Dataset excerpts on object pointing
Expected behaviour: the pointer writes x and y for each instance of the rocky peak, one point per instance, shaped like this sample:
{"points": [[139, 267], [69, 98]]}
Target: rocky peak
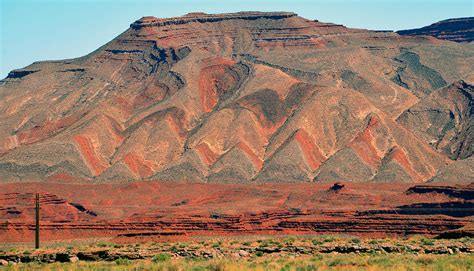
{"points": [[200, 17]]}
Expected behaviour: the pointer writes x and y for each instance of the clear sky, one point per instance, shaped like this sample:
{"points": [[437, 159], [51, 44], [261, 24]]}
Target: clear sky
{"points": [[32, 30]]}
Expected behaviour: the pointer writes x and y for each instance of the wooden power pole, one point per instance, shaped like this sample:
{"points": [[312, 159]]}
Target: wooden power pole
{"points": [[37, 222]]}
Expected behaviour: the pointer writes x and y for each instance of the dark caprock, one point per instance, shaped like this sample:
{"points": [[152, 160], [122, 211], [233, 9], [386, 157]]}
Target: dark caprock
{"points": [[37, 221]]}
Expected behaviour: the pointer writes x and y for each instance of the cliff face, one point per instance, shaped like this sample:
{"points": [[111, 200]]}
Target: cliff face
{"points": [[458, 30], [267, 97]]}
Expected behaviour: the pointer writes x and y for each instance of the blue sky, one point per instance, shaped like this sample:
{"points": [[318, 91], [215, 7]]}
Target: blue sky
{"points": [[32, 30]]}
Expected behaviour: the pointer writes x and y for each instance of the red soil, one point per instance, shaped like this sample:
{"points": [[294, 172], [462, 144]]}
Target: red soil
{"points": [[87, 150], [76, 211]]}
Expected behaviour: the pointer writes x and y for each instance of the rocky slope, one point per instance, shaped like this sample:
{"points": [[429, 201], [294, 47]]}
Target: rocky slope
{"points": [[458, 30], [163, 211], [265, 97]]}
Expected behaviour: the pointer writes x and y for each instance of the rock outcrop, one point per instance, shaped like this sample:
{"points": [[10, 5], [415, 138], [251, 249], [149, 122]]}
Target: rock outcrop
{"points": [[458, 30], [243, 97]]}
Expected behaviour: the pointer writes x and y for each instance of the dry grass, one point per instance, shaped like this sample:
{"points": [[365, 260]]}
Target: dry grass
{"points": [[316, 262]]}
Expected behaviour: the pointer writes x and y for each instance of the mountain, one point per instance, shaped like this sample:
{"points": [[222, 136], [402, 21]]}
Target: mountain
{"points": [[242, 97], [458, 30]]}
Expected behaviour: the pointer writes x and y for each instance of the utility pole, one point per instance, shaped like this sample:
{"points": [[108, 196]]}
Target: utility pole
{"points": [[37, 222]]}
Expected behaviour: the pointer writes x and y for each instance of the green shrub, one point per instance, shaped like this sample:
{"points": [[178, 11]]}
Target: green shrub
{"points": [[424, 261], [123, 261], [162, 257], [355, 241], [427, 242]]}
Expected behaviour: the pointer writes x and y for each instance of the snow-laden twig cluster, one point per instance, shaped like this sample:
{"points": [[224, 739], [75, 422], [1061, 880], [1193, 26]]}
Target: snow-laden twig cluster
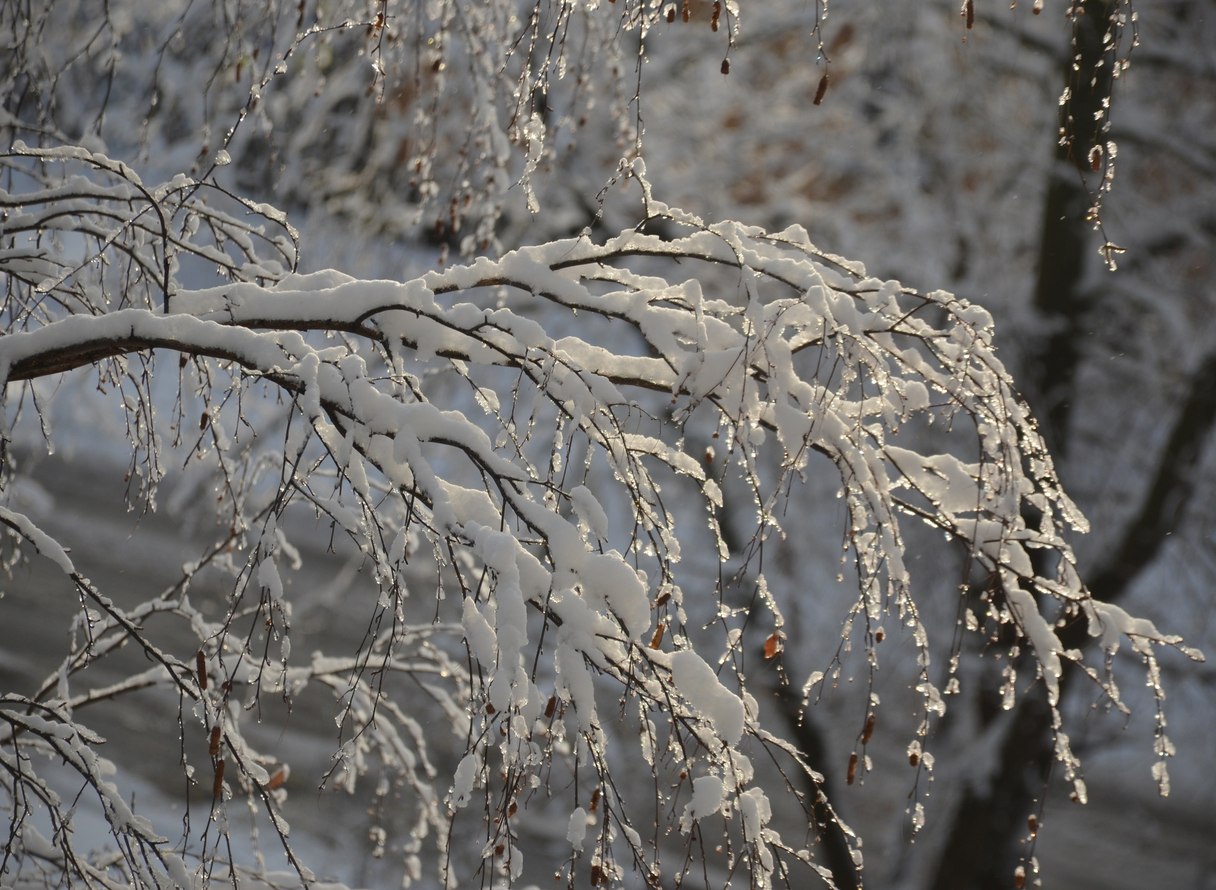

--- Prompt ---
Copy nothing outside the span: please output the lines from the one with "dry grass, one" through the end of the entries above, and skip the pictures.

--- Full solution ---
Expected behaviour: the pointer writes x and y for each instance of the dry grass, one point per instance, shaped like this sample:
{"points": [[365, 260]]}
Target: dry grass
{"points": [[316, 262]]}
Expected behaviour: the pointer writes x and y for each instance of the mountain, one point per instance, shaped like this sample:
{"points": [[222, 136], [402, 21]]}
Target: mountain
{"points": [[242, 97], [458, 30]]}
Expected behaviour: the pointer writes x and y for each instance of the utility pole, one point per instance, shaped like this sample:
{"points": [[108, 196]]}
Target: utility pole
{"points": [[37, 222]]}
Expected behaviour: the pointer writes x and y for each instance of the green shrub, one point per instance, shaped like this sample:
{"points": [[178, 11]]}
Target: green shrub
{"points": [[424, 261], [123, 261], [162, 257], [355, 241], [427, 242]]}
Expected behaviour: the pointer writes x and y for each instance of the snow-laden twig cluster, one point per instance, shaped like this sample:
{"points": [[224, 739], [75, 422], [1061, 880], [1193, 26]]}
Target: snow-laden twig cluster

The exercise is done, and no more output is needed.